## [EXERCISE REQUIREMENTS]
Exactly as they appear, set down all of the records.

## [EXERCISE DATA]
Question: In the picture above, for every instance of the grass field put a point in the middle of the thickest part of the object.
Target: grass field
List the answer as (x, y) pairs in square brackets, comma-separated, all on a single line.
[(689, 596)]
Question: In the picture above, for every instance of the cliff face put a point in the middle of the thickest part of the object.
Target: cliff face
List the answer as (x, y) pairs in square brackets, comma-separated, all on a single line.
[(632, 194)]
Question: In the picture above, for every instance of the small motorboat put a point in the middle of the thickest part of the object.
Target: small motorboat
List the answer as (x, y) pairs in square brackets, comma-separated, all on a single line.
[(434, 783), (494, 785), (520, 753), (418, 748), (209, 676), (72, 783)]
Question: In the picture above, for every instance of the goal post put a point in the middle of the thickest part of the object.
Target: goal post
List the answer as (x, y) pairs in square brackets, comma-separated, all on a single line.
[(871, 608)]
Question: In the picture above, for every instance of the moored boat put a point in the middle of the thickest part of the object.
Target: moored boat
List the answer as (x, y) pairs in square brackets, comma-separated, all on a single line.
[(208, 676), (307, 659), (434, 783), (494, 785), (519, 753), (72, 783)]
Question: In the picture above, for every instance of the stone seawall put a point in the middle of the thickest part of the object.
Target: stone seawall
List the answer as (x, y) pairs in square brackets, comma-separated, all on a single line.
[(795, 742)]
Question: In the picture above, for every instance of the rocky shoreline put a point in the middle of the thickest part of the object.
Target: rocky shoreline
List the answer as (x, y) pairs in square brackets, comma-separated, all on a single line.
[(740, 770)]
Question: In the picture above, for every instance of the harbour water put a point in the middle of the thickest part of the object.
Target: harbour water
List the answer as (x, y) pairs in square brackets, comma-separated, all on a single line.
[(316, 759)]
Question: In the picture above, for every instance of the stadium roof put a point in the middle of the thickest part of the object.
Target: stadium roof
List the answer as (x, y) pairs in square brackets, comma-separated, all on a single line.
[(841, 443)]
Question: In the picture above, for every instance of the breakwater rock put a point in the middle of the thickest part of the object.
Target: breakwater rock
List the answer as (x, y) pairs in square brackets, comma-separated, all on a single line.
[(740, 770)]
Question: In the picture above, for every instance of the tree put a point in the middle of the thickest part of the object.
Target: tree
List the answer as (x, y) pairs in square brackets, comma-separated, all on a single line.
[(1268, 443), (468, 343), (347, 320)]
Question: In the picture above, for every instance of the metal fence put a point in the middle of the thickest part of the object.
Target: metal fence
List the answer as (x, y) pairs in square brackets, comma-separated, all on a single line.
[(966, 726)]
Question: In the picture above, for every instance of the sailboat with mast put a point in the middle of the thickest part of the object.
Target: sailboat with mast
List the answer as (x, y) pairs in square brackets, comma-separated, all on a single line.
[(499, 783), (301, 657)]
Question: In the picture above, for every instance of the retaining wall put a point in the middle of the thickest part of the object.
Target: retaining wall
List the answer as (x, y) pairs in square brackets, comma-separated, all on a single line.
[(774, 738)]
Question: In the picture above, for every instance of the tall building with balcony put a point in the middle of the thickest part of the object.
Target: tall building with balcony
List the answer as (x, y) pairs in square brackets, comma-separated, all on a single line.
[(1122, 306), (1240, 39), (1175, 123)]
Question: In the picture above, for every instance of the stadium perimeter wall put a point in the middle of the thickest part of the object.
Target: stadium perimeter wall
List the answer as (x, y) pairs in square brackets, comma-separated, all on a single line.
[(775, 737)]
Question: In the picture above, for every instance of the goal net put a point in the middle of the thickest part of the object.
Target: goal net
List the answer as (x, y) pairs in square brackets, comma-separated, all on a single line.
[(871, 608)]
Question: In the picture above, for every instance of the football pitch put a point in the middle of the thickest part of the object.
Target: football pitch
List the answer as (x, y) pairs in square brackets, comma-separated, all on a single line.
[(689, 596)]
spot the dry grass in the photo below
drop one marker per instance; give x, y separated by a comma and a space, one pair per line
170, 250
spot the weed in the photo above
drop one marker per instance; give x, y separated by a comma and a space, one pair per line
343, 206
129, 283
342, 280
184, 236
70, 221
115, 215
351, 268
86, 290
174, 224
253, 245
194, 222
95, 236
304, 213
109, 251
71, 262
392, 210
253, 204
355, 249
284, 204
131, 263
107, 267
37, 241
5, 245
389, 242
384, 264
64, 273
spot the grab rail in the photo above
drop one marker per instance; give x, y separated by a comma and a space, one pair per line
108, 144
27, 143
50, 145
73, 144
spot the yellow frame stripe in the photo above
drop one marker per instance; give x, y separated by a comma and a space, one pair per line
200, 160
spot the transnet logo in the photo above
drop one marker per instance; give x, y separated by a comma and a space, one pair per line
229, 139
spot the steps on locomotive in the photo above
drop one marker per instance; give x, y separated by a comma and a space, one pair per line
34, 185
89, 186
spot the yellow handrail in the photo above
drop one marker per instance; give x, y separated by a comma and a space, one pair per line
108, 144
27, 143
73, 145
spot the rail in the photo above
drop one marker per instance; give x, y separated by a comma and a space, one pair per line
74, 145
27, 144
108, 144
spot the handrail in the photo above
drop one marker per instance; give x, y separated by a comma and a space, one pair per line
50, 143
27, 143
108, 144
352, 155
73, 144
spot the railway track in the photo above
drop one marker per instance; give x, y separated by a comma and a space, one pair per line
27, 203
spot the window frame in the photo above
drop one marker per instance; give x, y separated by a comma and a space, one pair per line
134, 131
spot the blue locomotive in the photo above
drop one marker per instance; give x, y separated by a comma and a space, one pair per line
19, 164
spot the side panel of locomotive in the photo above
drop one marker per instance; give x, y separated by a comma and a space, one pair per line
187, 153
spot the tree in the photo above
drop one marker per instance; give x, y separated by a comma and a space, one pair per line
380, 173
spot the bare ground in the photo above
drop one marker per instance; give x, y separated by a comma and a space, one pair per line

## [TASK ANSWER]
Question: In the picture above, for every instance of the grass field put a point in the middle of the thickest part of the object.
Target: grass field
List the answer as (x, y) pairs in square brackets, comma-separated, all on a single line.
[(689, 596)]
Question: In the picture above, for every instance of the cliff face put a point in the middle of the thickest part of the object.
Target: cliff face
List the answer as (x, y) pairs in square brackets, comma-separated, all on a single line.
[(632, 194)]
Question: In the picture above, for every instance of the small motorboat put a point in the middle of the thickest part of the object.
Target: small motorboat
List the answer as (x, y) pairs in square brackets, comma-separated, all on a single line.
[(434, 783), (494, 785), (520, 753), (418, 748), (209, 676), (72, 783)]
Question: In the picture above, for every instance of the goal post put a point in the middle of the thickest part of the object.
Target: goal post
List the answer as (x, y) pairs in square brackets, comma-separated, all on a single line.
[(871, 608)]
Question: In the picture above, for every instance of the moored boat put a point in the middle of the thickest part of the object.
Target: moored boat
List the answer as (x, y) pairs in square brackets, comma-separated, all on a single line.
[(208, 676), (307, 659), (434, 783), (494, 785), (519, 753), (72, 783)]
Question: In the picture above, for every instance of the stone seawall put a point in the middle of the thickest part of the object.
Target: stone seawall
List the answer as (x, y) pairs in square brackets, comma-separated, all on a single line.
[(795, 742)]
Question: In the picture above, for every instance of the rocky shoreline put a point in the middle of the thickest part of the object.
Target: rocky shoreline
List the answer as (x, y) pairs in square brackets, comma-separated, all on a single line.
[(740, 770)]
Question: In the picture above, for every instance of the harbour water put a point in the middle of the thickest part of the object.
Target: harbour water
List the answer as (x, y) pairs in square brackets, comma-separated, all on a single line.
[(316, 759)]
Question: In the picture above, for every instance of the stadium roof put a point in the middle of the thickest part of the object.
Target: stadium roof
List the answer as (x, y) pairs in square brackets, comma-separated, all on a single line.
[(841, 443)]
Question: In the picture above, for every instance of the breakwater rock put a point in the middle of the thickest part of the object.
Target: breakwater rock
List the answer as (x, y) pairs in square brackets, comma-separated, all on a single line.
[(740, 770)]
Question: In the picture above, for every instance of the tree put a point in the middle of the thickest part of the object.
Target: tree
List the answer as (x, y) pairs in square brackets, comma-separated, all on a single line.
[(1268, 443), (468, 343), (347, 320)]
Question: In the picture above, for every instance of the metal fence put a point in the middle of the thickest part of the object.
Target: metal fence
List the answer as (x, y) pairs in square brackets, comma-separated, all on a single line.
[(966, 726)]
Question: In the picture above, for every instance of the sailboat with mast put a point in the middle of the thickest part of the object.
Target: sailboat with mast
List the answer as (x, y) pairs in square brackets, comma-separated, all on a single line.
[(499, 783), (301, 657)]
Question: In the picture above, for every instance of the retaining wall put a point in the middle of the thickest part of the object.
Target: retaining wall
List the answer as (x, y) pairs in square brackets, comma-separated, all on a single line.
[(774, 738)]
Question: In the picture above, for every instance of the tall building with balcony put a point in the middle of the thickest part of the object.
Target: tall building with balcony
List the answer as (x, y) pairs in square brackets, comma-separated, all on a single line.
[(1122, 306), (1240, 39), (1175, 123)]
Question: In the picture above, for every instance of the stadium perimeter wall put a point in the middle of the thickest part of the object.
Target: stadium perimeter wall
List the answer as (x, y) pairs in square brackets, comma-separated, all on a single line.
[(775, 737)]
Question: In the picture above, for every instance of the goal net put a point in the middle of the thickest part of the object.
Target: goal net
List the answer as (x, y) pairs in square brackets, comma-separated, all on a single line.
[(871, 608)]
Question: In the picture above, for every instance of the football pitch put a point in the middle of the thickest part of the object.
Target: football pitch
List the answer as (x, y) pairs in square brackets, comma-separated, all on a single line.
[(689, 596)]
spot the dry grass in the photo below
drop one marker per instance; give x, y separated by a comma and a space, one pair per line
170, 250
spot the weed in the photo above
drop one marker per instance; give x, y separated by a comma and a space, one pair per line
343, 206
129, 283
342, 280
184, 236
70, 221
115, 215
351, 268
86, 290
174, 224
253, 245
194, 222
95, 236
304, 213
109, 251
71, 262
392, 210
253, 204
355, 249
284, 204
131, 263
107, 267
37, 241
5, 245
389, 242
384, 264
64, 273
spot the grab rail in the photo above
drop one marker per instance; give x, y separated by a comma and a space, one pair per line
108, 144
27, 143
50, 145
73, 144
spot the yellow frame stripe in the photo above
drop one marker per instance; give x, y separated by a comma and a space, one pair per line
200, 160
spot the transnet logo in the photo above
drop one marker per instance; give x, y separated by a comma and a space, one pair per line
229, 139
spot the steps on locomotive in the photo above
drop one marker per instance; give x, y separated by a comma and a space, one pair per line
34, 185
89, 186
spot the yellow handrail in the photo above
drop one marker per instance; give x, y separated by a comma and a space, one pair per line
108, 144
27, 143
73, 145
spot the rail in the photo above
drop one marker per instance; give x, y separated by a comma and a space, one pair per line
74, 145
27, 144
108, 144
spot the handrail in the photo above
drop one marker per instance; give x, y separated by a comma and a space, one pair per line
50, 143
27, 143
108, 144
352, 155
73, 144
spot the railway track in the photo above
drop one marker per instance; give x, y separated by a comma and a space, one pair per line
27, 203
spot the window frame in the photo above
drop one marker per instance; give x, y separated by a comma and a space, one pair per line
134, 131
spot the blue locomotive in the photo above
drop one marker per instance; give x, y separated by a comma and a space, one pair per line
19, 164
spot the side panel of locomotive in the photo above
drop one marker per instance; give x, y separated by a comma and a space, one pair per line
187, 153
spot the tree in the photo above
drop one marker per instance; give x, y separated by a comma and a space, one pair per line
380, 173
spot the bare ground in the photo above
drop one marker per instance; give x, y separated by a comma and a space, one pair per line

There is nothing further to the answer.